*WHAT THIS TASK INVOLVES*: Reproduce all of the listing below without alteration.

*RECORDED INFORMATION*:
>>>>>
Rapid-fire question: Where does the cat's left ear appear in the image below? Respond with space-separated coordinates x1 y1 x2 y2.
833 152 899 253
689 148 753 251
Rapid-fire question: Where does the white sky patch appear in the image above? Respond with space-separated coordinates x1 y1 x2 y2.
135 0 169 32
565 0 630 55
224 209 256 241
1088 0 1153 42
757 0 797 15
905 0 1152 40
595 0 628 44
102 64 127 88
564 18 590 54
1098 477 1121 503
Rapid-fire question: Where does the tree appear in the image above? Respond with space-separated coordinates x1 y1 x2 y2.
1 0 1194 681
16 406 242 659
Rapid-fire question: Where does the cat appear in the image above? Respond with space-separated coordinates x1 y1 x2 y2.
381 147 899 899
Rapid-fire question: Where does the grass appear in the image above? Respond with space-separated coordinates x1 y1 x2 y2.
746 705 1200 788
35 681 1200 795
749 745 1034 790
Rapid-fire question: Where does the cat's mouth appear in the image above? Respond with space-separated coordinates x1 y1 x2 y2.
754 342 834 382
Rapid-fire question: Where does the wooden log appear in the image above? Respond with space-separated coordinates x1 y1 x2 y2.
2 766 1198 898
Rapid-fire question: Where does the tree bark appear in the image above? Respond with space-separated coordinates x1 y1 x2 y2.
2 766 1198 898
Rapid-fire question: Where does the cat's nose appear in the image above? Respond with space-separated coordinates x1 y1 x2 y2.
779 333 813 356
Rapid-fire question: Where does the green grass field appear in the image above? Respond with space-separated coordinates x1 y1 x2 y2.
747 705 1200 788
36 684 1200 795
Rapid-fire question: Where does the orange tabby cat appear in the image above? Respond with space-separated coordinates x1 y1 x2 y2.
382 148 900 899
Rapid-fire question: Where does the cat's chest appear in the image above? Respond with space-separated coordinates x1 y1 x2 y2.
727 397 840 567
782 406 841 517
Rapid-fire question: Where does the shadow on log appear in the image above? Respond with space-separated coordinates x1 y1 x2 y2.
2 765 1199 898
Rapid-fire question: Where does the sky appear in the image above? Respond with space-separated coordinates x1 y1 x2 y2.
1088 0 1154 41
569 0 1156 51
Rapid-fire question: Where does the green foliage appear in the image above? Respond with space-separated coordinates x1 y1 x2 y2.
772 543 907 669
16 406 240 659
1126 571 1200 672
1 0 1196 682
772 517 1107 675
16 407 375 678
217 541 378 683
<<<<<
*RESULT OF THE TASK*:
Rapid-fire question: Where does the cat's left ear appear in the image below? Respond with space-separated coordinates x1 y1 x2 y2.
833 152 899 253
689 148 753 251
Rapid-fire question: Where does the white sky patch appear in the image above? Respond with space-separated coordinates x1 y1 x2 y2.
135 0 169 32
565 0 630 55
224 209 256 241
1088 0 1153 42
757 0 797 15
905 0 1152 40
595 0 628 44
102 64 127 88
564 18 590 54
1098 477 1121 503
Rapid-fire question: Where does the tree appear in the image above? Respond with space-separated coordinates x1 y1 x2 y2.
1 0 1194 681
16 406 242 659
Rapid-fire question: Where does the cat appear in the image above? Respond with space-separated coordinates x1 y1 x2 y2.
381 147 899 899
Rapid-fire question: Where does the grass appear in the image above? Respond with space-separated coordinates x1 y1 x2 y2.
746 705 1200 788
35 681 1200 795
749 745 1034 790
Rapid-fire question: Where does the cat's mouth appear in the image above? Respond with space-separated coordinates x1 y1 x2 y2.
754 342 834 382
Rapid-fire question: Where does the wooden log appear in the image above? Respond with space-separated coordinates x1 y1 x2 y2.
2 766 1198 898
Rapid-fire question: Where does the tree bark appear in the image above? Respond with space-separated coordinates x1 y1 x2 y2.
2 766 1198 898
Rapid-fire question: Where does the cat's nose appear in the image above? Respond with space-separated coordinates x1 y1 x2 y2.
779 333 813 356
Rapid-fire question: Where does the green grass field appear in the image above? Respond with space-separated coordinates x1 y1 x2 y2.
747 705 1200 788
36 684 1200 795
Rapid-fire question: Where does the orange tabby cat appear in the image above? Respond with space-separated coordinates x1 y1 x2 y2.
382 148 900 899
Rapid-fire question: Where does the cat's chest appear in the image above? Respond with space-separated coordinates x1 y1 x2 y2.
727 397 840 567
782 406 841 517
Rapid-fire question: Where does the shadow on log appear in the image above? Respond with space-separated coordinates x1 y1 x2 y2.
2 765 1199 898
Rapid-fire question: Where does the sky appear in the image above? Respond with space-separated coordinates x1 y1 x2 y2.
1088 0 1154 41
569 0 1156 51
Rapid-fire question: Where does the green foliage appear in the image above? Respond with space-separated coordinates x1 y1 x2 y2.
772 543 907 669
16 406 240 659
1126 571 1200 672
1 0 1196 682
772 517 1107 675
16 407 375 678
217 541 378 683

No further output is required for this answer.